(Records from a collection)
#####
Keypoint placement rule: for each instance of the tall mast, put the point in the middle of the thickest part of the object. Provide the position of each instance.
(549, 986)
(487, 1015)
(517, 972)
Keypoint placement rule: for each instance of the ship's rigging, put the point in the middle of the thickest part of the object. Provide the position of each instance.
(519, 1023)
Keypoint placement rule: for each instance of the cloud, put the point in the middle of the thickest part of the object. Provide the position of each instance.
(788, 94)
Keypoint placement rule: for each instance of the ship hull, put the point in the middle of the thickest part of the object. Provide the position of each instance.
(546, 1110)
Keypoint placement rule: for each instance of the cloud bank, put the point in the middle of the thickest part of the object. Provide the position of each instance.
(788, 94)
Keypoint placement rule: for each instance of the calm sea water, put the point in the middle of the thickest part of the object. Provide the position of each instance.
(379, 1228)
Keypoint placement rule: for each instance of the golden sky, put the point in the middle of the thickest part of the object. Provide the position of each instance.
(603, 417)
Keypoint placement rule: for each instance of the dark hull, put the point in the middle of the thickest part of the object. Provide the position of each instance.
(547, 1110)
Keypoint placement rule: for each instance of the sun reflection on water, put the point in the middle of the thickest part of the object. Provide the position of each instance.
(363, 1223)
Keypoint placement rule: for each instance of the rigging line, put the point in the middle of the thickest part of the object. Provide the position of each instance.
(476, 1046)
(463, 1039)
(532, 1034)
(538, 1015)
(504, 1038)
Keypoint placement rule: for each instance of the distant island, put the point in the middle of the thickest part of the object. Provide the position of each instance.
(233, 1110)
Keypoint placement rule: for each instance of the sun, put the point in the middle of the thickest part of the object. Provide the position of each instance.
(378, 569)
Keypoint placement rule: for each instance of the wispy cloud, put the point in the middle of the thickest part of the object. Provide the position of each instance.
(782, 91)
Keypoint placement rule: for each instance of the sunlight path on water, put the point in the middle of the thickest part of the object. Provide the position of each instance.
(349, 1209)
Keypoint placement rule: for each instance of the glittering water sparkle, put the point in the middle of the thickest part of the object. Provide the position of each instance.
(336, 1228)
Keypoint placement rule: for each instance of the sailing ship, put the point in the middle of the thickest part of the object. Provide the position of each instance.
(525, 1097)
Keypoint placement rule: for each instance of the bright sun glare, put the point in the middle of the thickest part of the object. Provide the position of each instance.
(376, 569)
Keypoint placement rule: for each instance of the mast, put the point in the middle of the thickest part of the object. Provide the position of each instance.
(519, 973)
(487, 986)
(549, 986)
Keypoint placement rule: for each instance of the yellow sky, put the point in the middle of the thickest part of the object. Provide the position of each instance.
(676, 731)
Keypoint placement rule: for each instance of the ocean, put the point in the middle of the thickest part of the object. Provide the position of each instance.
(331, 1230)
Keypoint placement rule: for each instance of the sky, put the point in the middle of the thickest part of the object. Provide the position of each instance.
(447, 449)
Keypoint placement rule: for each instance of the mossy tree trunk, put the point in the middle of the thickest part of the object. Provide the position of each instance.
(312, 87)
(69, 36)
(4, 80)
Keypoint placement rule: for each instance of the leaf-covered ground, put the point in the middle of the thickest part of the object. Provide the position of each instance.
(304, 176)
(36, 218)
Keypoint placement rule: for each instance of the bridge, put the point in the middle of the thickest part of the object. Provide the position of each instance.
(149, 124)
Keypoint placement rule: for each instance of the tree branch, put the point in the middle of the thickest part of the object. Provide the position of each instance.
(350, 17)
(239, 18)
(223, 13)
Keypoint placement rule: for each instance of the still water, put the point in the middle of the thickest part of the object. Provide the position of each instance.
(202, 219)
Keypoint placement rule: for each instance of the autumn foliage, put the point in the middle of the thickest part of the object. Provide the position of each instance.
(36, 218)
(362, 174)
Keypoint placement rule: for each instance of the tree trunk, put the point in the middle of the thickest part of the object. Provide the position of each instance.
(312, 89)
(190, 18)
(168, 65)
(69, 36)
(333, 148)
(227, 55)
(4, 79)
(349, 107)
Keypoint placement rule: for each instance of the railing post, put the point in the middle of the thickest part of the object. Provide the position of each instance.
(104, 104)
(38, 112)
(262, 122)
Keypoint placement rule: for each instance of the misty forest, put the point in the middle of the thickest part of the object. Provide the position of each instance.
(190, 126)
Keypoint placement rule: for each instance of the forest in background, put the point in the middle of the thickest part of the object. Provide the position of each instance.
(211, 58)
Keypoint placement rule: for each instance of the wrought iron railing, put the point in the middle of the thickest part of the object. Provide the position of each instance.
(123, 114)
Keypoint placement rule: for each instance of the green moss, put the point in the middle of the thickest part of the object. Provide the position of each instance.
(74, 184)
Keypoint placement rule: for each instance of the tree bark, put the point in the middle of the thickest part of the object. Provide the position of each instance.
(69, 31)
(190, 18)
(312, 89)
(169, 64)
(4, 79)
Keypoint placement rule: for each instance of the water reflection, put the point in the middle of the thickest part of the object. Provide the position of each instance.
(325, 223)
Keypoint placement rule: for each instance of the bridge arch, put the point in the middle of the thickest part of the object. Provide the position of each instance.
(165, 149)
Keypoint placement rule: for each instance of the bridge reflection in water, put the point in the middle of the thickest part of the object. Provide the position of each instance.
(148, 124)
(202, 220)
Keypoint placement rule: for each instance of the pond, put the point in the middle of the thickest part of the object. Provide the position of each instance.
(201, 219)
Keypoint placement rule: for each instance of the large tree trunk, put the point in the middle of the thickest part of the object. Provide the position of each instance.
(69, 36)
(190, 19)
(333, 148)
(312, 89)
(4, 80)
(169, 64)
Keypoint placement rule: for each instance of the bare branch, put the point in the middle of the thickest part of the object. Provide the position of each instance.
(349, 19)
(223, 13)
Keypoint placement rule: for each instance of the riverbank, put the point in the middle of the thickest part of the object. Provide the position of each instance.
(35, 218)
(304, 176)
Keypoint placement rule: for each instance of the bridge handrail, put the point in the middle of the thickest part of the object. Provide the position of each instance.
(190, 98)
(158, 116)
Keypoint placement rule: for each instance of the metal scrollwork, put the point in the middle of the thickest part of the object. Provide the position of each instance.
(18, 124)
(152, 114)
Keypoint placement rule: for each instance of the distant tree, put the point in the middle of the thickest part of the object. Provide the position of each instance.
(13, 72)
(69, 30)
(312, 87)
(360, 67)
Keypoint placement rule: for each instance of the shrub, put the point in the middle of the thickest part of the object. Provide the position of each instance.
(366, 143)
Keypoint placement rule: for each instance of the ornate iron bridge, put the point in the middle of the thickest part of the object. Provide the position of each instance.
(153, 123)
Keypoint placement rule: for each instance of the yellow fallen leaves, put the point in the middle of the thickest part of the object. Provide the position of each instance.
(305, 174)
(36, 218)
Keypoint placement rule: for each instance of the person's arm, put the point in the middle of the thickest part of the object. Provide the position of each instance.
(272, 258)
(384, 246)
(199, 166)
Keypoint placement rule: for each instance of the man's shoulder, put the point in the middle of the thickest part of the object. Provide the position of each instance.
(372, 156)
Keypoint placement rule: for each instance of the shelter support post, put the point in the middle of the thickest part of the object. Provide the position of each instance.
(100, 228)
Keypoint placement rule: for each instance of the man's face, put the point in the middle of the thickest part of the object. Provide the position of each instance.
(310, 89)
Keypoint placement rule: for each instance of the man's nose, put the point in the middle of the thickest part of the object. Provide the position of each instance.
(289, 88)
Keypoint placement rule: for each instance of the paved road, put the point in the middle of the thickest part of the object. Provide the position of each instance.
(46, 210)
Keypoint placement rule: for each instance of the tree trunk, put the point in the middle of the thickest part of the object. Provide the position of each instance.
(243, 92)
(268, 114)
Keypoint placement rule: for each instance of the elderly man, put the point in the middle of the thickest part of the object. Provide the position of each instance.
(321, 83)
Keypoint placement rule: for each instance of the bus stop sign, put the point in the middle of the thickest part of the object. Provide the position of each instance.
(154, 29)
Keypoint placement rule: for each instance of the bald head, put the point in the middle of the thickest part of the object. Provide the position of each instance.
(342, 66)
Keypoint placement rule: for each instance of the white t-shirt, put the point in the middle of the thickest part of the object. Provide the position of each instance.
#####
_Instructions to follow_
Write out, please, only the lines from the one with "Keypoint placement rule: for each instance of the elderly" through the last line above, both included and unchanged.

_Written response_
Keypoint placement rule: for each instance of the elderly man, put the point in the middle of the thickest part of the object. Provide the position of each instance.
(321, 83)
Keypoint placement rule: for each instance of the bus stop sign, put the point in the middle of the thickest part of the object. Provide the position of each instance.
(154, 29)
Keypoint placement rule: for each instance of the bald head, put the point in the middle of the thickest part of the object. Provide the position of each instance.
(342, 66)
Keypoint placement rule: for each instance of the white t-shirt, put the point in the middle of the thickest part of the object. Provide the position of each instance.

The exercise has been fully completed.